Please print the lines of the listing below exactly as they stand, from the line containing "Can you spot any tall" through the line containing "74, 65, 210, 412", inclusive.

--- Start of DATASET RECORDS ---

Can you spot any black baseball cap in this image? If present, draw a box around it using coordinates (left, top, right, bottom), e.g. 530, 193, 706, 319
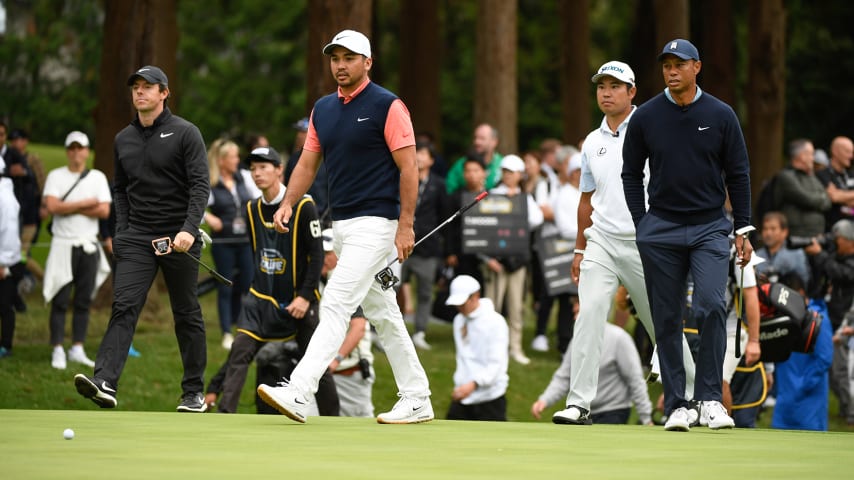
246, 147, 282, 167
8, 128, 30, 140
128, 65, 169, 87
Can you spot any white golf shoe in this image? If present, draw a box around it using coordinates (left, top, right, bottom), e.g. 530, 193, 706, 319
664, 407, 691, 432
700, 400, 735, 430
68, 345, 95, 367
377, 394, 435, 424
257, 382, 309, 423
531, 335, 549, 352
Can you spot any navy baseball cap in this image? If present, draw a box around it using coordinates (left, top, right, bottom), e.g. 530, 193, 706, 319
8, 128, 30, 140
658, 38, 700, 62
128, 65, 169, 87
291, 117, 308, 132
246, 147, 282, 167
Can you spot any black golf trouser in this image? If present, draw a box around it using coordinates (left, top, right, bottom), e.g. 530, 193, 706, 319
448, 395, 507, 422
95, 230, 207, 393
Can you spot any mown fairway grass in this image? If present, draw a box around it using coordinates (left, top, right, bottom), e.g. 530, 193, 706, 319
0, 410, 854, 480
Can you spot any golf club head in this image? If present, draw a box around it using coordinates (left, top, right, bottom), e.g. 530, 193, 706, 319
151, 237, 172, 255
374, 267, 400, 290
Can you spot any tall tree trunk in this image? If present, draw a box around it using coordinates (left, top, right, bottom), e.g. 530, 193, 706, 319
95, 0, 181, 178
474, 0, 519, 154
397, 0, 442, 145
700, 0, 737, 107
745, 0, 786, 210
560, 0, 588, 145
656, 0, 691, 49
627, 0, 666, 105
305, 0, 376, 109
629, 0, 702, 104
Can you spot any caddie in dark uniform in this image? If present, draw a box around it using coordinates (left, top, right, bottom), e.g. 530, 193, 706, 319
207, 147, 339, 416
74, 65, 210, 412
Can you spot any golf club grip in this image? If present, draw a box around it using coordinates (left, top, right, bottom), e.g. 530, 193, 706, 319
208, 269, 232, 287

--- End of DATASET RECORDS ---

■ OUTPUT
Can you spot any tall tree trunk in this image? If present, draw a box around it using coordinates (left, top, right, bottom), e.g. 530, 193, 706, 319
95, 0, 181, 178
474, 0, 519, 154
397, 0, 442, 145
700, 0, 737, 107
745, 0, 786, 210
560, 0, 588, 145
656, 0, 691, 49
627, 0, 666, 105
305, 0, 376, 109
629, 0, 702, 104
Can you spot any caddie in dark uniform in this image? If present, draw a box around it using coordinates (left, top, right, bottom), e.g. 530, 193, 706, 319
207, 147, 339, 416
74, 65, 210, 412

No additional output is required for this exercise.